— Work instructions —
What you give back should match the records word for word.

— Data —
++++++

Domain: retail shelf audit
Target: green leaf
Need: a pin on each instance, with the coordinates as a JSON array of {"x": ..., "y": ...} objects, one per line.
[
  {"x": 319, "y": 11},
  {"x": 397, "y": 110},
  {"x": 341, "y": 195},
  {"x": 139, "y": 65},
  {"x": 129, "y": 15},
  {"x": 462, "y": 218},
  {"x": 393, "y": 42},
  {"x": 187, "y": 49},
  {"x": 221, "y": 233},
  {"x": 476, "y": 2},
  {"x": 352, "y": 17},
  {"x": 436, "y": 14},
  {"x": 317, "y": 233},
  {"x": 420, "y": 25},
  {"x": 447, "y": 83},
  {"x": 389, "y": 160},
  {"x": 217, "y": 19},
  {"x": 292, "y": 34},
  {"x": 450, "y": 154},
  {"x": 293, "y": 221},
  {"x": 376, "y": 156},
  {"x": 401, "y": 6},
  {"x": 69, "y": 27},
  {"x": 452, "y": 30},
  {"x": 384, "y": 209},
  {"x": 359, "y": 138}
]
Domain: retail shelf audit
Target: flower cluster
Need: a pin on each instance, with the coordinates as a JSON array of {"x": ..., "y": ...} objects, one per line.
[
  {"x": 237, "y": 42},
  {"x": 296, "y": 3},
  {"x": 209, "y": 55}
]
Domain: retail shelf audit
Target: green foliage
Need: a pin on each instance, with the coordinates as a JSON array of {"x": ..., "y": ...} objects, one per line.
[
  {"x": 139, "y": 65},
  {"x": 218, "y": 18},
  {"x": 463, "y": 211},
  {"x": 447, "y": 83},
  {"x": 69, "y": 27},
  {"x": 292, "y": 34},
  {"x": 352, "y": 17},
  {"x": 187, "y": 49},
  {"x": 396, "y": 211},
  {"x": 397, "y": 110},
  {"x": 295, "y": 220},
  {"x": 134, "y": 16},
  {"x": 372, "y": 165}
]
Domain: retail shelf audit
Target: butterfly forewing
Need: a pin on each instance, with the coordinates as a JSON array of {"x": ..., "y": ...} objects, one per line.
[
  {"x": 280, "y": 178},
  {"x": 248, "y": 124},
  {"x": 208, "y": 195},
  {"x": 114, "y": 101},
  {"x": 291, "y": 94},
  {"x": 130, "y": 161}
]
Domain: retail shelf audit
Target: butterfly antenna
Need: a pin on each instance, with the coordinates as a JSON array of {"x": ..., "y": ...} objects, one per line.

++++++

— Task answer —
Domain: retail shelf audit
Target: green leaf
Need: a pin on each instance, with the coordinates as a JSON array of {"x": ..., "y": ...} objects, one per line.
[
  {"x": 319, "y": 11},
  {"x": 397, "y": 110},
  {"x": 341, "y": 195},
  {"x": 139, "y": 65},
  {"x": 129, "y": 15},
  {"x": 462, "y": 218},
  {"x": 393, "y": 42},
  {"x": 187, "y": 49},
  {"x": 221, "y": 233},
  {"x": 476, "y": 2},
  {"x": 352, "y": 17},
  {"x": 436, "y": 14},
  {"x": 317, "y": 233},
  {"x": 420, "y": 25},
  {"x": 447, "y": 83},
  {"x": 389, "y": 160},
  {"x": 217, "y": 19},
  {"x": 292, "y": 34},
  {"x": 450, "y": 154},
  {"x": 293, "y": 221},
  {"x": 376, "y": 156},
  {"x": 401, "y": 6},
  {"x": 69, "y": 27},
  {"x": 452, "y": 30},
  {"x": 384, "y": 209},
  {"x": 359, "y": 138}
]
Domain: retail shelf audit
Target: flower cluster
Need: a pin on each instance, with the coordinates as a JSON array of {"x": ..., "y": ...} objects, one per line.
[
  {"x": 237, "y": 42},
  {"x": 296, "y": 3},
  {"x": 209, "y": 55}
]
Domain: retail shelf audit
Target: green foliage
Need: a pin on each instance, with the coordinates as a JSON array of {"x": ..., "y": ...} objects, one per line.
[
  {"x": 139, "y": 65},
  {"x": 218, "y": 18},
  {"x": 463, "y": 211},
  {"x": 447, "y": 83},
  {"x": 69, "y": 27},
  {"x": 292, "y": 34},
  {"x": 352, "y": 17},
  {"x": 187, "y": 49},
  {"x": 396, "y": 211},
  {"x": 397, "y": 110},
  {"x": 295, "y": 220},
  {"x": 134, "y": 16},
  {"x": 372, "y": 165}
]
Domain: retail shelf audit
Target: butterfly forewing
Need: a pin on each instance, with the coordinates as a JSON array of {"x": ..., "y": ...} objects, one per line.
[
  {"x": 280, "y": 178},
  {"x": 248, "y": 124},
  {"x": 208, "y": 195},
  {"x": 114, "y": 101},
  {"x": 291, "y": 94},
  {"x": 130, "y": 161}
]
Domain: retail shelf audit
Target: butterfly antenna
Need: a pin on each instance, with the coordinates as a JSON array of {"x": ..., "y": ...} objects, one per line.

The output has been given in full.